_Action item:_ At the line with "Expected: for every instance of the sidewalk", start repeating the data, and continue line by line through the final line, exactly.

_Records contained in a dataset:_
= = = = = = =

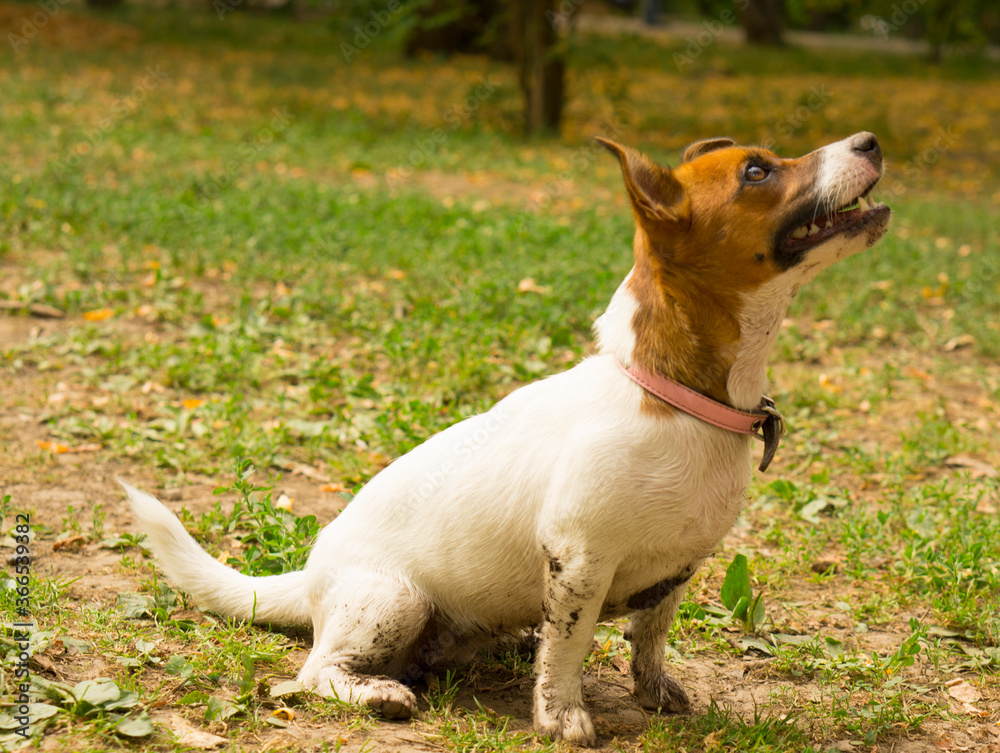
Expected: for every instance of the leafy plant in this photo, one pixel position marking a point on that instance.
(737, 595)
(276, 540)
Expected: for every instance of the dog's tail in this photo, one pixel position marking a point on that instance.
(280, 599)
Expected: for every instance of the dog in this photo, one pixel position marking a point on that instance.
(591, 494)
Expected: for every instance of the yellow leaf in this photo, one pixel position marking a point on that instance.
(98, 315)
(52, 447)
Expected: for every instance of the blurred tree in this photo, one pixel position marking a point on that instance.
(522, 30)
(762, 21)
(542, 69)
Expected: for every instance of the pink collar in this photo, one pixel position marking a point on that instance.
(764, 423)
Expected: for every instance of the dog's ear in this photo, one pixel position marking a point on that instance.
(705, 146)
(655, 192)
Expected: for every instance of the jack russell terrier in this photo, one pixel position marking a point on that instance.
(591, 494)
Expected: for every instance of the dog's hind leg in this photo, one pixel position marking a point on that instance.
(365, 630)
(647, 632)
(574, 591)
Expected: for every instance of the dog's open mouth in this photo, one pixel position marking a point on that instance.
(850, 219)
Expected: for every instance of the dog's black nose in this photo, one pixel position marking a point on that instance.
(866, 145)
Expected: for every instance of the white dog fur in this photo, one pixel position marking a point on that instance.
(553, 509)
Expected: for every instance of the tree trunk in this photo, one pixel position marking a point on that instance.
(542, 70)
(762, 22)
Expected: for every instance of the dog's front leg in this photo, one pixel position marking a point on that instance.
(574, 591)
(647, 632)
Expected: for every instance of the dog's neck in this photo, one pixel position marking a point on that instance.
(668, 322)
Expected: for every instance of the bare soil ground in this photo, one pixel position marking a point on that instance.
(47, 484)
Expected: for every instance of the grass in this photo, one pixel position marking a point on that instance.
(264, 256)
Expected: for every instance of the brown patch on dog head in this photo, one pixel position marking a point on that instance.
(705, 146)
(703, 237)
(657, 197)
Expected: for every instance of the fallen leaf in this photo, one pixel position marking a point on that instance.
(962, 341)
(964, 692)
(968, 708)
(82, 448)
(301, 469)
(977, 468)
(288, 687)
(528, 285)
(35, 309)
(189, 737)
(73, 542)
(620, 663)
(98, 315)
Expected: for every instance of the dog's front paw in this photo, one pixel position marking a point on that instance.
(390, 698)
(662, 692)
(393, 702)
(571, 724)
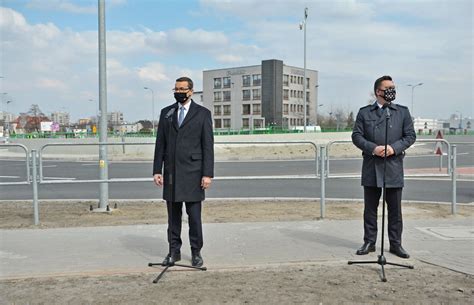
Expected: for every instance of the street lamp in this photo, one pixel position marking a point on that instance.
(303, 27)
(413, 89)
(152, 108)
(316, 119)
(7, 117)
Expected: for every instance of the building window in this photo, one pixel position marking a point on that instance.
(217, 96)
(226, 95)
(256, 79)
(227, 82)
(226, 123)
(246, 95)
(217, 83)
(245, 123)
(245, 109)
(256, 94)
(245, 80)
(226, 110)
(256, 109)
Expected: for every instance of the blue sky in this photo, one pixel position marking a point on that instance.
(49, 50)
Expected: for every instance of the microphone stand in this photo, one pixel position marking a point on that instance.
(169, 116)
(381, 258)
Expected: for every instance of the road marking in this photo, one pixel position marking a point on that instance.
(449, 233)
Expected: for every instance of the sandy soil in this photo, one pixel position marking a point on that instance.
(305, 283)
(77, 214)
(298, 283)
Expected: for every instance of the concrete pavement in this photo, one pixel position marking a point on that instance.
(126, 249)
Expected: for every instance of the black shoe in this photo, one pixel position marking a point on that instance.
(366, 248)
(170, 259)
(399, 251)
(196, 260)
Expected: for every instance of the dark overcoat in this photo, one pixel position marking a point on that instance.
(369, 132)
(184, 153)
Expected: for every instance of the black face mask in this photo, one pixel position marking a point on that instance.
(389, 94)
(180, 97)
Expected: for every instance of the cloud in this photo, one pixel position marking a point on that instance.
(229, 58)
(62, 5)
(51, 84)
(70, 6)
(349, 42)
(154, 71)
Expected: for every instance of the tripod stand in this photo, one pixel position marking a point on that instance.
(171, 265)
(381, 258)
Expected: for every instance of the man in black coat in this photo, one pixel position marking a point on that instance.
(184, 166)
(369, 135)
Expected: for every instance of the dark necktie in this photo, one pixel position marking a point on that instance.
(181, 116)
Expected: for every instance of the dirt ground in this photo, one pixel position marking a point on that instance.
(76, 213)
(305, 283)
(332, 282)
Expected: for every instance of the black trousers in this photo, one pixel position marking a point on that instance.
(394, 209)
(175, 212)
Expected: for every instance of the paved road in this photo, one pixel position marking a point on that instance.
(109, 249)
(418, 189)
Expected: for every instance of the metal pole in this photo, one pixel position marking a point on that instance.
(304, 70)
(152, 108)
(453, 179)
(103, 164)
(322, 152)
(34, 181)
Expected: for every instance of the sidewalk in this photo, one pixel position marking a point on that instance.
(128, 249)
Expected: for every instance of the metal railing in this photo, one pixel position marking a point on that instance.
(36, 178)
(27, 164)
(452, 159)
(442, 141)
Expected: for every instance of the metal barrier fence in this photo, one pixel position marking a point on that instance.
(451, 172)
(36, 178)
(27, 164)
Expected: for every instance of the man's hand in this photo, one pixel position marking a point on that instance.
(390, 151)
(206, 182)
(379, 151)
(158, 179)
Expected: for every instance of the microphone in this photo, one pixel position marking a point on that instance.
(386, 106)
(169, 115)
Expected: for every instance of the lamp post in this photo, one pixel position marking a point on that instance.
(152, 108)
(303, 27)
(316, 119)
(413, 86)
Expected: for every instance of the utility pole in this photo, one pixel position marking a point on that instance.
(103, 162)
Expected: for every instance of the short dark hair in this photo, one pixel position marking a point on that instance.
(379, 81)
(186, 79)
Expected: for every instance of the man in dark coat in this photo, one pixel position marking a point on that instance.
(369, 136)
(184, 166)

= = = = = = =

_Reply to the exercise:_
Expected: for every instance of the sidewalk in this photo, one pixel position marking a point on that instance.
(128, 249)
Expected: for every instance of the metal railing in this photo, one pixel position marking a point on that instance.
(36, 178)
(27, 164)
(452, 159)
(442, 141)
Expected: for every instance of the metal barrier fence in this photo, one pixel position marking a point on that instance.
(451, 172)
(36, 178)
(27, 164)
Expected: for every instance of the man's hand in this photo, one pixel position marking a point on that instance.
(390, 151)
(206, 182)
(379, 151)
(158, 179)
Expected: for every instance of the microphone in this photo, one pixel position marking a point on that instance.
(386, 106)
(169, 115)
Expected: for every instance of the lamp post in this photo, one pixel position marking a point on that instance.
(152, 108)
(303, 27)
(316, 119)
(413, 86)
Expected: for every instance of the utility pole in this photo, one pixel position marking a point on that instance.
(103, 162)
Expected: for every instance of the short dark hair in this photo, one pixel position marking a point on that instance.
(379, 81)
(186, 79)
Expected: for every instance of the man in dark coat in this photo, one pixel position marking a point on that instance.
(369, 136)
(184, 166)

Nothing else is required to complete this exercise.